**DESCRIPTION OF THE TASK**
Put everything in the entries from the line containing "Where can the yellow crop top be found here?" down to and including the line containing "512], [347, 471]]" into a Markdown table with the columns Row and Line. Number each line in Row, and skip any blank lines.

-- Start DATA PROVIDED --

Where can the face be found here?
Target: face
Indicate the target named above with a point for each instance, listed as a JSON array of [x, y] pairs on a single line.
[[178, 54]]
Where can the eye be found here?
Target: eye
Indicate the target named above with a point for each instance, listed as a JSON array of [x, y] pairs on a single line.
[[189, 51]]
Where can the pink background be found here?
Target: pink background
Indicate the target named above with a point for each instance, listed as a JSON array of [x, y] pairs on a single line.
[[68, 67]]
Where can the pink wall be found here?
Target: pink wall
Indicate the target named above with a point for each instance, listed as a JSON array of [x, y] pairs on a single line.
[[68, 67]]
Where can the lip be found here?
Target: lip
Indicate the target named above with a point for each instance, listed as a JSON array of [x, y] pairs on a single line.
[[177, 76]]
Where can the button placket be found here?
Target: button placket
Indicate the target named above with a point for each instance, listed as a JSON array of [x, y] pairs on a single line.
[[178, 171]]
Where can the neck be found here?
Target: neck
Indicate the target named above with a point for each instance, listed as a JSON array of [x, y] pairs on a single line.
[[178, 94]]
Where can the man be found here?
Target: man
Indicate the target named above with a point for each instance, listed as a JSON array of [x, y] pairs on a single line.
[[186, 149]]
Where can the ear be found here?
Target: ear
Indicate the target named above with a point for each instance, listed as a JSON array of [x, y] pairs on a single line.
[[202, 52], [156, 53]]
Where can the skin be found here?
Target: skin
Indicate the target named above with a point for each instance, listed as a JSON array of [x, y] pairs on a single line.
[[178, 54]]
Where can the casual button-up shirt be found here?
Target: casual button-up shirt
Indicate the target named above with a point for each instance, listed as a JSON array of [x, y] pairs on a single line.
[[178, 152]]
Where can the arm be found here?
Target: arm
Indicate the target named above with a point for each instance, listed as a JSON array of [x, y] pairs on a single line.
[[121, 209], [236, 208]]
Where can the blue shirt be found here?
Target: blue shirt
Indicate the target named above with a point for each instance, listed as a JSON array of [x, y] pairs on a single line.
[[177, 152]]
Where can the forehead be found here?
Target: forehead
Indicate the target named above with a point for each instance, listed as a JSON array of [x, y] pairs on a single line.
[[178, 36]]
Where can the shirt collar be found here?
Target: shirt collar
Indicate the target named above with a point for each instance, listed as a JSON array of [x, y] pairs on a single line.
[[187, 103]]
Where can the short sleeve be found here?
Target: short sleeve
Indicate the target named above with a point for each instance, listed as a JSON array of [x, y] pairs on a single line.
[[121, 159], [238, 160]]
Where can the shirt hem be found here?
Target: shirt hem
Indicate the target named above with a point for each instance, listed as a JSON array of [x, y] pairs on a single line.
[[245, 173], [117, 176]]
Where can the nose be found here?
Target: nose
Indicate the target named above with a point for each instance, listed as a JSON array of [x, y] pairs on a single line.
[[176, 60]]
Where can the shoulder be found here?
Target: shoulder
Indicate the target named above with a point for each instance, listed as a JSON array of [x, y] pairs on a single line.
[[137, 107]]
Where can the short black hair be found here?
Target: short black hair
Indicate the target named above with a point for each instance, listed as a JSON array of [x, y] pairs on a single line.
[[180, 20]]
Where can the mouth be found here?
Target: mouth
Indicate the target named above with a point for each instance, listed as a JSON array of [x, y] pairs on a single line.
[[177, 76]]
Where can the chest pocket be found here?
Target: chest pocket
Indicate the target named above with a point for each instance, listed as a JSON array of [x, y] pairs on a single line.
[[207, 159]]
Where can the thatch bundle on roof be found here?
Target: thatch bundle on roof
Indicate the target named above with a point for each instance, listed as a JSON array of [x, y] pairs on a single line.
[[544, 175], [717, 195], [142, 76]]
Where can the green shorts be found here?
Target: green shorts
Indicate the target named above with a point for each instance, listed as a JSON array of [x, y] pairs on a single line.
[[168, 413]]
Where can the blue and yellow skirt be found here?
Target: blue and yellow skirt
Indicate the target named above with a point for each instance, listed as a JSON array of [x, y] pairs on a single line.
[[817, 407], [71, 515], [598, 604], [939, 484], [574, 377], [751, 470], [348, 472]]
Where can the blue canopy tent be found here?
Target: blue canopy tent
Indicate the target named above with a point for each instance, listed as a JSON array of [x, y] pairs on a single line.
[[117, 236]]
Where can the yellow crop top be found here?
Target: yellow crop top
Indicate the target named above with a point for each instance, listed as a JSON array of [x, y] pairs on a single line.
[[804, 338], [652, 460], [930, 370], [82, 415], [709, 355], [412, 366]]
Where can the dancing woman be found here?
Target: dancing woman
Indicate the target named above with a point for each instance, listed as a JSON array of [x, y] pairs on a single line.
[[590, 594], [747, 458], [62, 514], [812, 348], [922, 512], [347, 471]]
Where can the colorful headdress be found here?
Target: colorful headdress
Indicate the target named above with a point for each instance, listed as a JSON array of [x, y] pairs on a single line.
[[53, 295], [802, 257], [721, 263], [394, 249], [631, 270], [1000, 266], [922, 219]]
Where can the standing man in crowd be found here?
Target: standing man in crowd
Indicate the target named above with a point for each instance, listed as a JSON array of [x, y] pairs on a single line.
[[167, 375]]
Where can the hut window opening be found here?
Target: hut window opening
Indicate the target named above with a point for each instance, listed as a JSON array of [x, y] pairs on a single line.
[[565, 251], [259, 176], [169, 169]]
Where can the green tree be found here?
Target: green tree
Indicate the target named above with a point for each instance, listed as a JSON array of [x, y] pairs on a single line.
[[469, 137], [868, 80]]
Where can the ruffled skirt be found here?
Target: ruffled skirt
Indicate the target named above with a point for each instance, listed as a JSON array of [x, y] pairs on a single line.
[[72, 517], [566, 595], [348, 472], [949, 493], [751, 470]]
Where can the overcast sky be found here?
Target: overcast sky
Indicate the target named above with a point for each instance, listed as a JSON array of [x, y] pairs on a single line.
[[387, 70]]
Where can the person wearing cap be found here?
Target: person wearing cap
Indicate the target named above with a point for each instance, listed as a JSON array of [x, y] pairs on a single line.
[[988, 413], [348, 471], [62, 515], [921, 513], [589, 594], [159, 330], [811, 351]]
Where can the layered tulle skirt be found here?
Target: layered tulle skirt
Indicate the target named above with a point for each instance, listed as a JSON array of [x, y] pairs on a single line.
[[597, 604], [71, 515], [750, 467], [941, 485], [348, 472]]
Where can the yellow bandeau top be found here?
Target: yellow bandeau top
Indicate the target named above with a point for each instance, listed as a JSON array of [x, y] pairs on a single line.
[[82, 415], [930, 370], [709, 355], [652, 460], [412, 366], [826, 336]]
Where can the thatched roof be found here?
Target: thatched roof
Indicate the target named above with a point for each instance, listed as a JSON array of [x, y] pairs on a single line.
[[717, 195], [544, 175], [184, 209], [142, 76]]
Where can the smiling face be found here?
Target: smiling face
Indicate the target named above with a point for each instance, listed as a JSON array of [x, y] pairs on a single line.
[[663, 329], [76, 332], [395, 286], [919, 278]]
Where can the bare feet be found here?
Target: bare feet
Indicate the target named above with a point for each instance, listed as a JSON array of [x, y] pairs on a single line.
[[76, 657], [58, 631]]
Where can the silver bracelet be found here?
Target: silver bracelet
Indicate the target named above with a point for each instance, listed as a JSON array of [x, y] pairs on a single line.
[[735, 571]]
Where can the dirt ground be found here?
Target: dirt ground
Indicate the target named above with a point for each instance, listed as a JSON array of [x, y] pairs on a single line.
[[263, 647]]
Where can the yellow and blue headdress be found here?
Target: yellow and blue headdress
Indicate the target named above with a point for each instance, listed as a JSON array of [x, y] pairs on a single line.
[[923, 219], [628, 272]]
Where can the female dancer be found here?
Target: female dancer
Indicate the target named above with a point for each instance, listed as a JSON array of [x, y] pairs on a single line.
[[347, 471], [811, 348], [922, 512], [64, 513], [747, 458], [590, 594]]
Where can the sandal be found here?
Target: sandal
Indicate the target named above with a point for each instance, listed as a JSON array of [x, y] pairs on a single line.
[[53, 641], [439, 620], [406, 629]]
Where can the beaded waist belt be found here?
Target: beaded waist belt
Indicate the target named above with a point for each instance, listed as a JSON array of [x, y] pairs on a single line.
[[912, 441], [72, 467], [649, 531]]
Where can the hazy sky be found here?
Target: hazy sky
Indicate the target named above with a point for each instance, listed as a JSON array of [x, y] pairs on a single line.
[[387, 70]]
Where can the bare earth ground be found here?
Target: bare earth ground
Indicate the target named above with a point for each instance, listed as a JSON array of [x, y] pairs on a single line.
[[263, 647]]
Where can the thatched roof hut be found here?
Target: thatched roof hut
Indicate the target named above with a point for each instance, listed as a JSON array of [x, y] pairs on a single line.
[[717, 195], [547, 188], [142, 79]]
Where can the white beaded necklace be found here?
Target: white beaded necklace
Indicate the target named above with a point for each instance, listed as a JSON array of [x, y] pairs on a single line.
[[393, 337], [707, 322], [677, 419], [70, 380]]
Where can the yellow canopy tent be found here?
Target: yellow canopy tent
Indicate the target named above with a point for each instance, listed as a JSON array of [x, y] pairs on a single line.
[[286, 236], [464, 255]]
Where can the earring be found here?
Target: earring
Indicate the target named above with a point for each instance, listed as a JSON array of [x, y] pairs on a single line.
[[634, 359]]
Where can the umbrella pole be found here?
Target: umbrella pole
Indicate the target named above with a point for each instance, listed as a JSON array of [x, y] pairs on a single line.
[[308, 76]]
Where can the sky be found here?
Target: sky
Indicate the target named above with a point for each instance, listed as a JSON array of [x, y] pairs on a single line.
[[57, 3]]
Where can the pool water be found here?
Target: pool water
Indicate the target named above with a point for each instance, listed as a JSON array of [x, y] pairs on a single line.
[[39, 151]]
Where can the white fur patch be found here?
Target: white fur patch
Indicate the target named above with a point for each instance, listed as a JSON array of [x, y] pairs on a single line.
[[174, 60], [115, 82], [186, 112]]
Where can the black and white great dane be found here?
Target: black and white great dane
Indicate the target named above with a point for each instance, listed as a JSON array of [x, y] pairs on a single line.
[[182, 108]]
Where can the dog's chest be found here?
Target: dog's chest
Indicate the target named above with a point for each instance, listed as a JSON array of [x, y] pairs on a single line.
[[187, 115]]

-- End DATA PROVIDED --

**EXERCISE RESPONSE**
| Row | Line |
|---|---|
| 1 | Where can the yellow crop top be found here? |
| 2 | Target: yellow crop top |
| 3 | Indicate the target named above with a point for each instance, listed as a JSON array of [x, y] pairs on a single line. |
| 4 | [[804, 338], [652, 460], [930, 370], [82, 415], [709, 355], [412, 366]] |
| 5 | Where can the dancing woman be found here? |
| 6 | Target: dancing woman |
| 7 | Indicate the target named above with a point for each instance, listed as a JSON array of [x, y] pairs on a single line. |
| 8 | [[590, 594], [747, 458], [62, 514], [812, 348], [922, 512], [347, 471]] |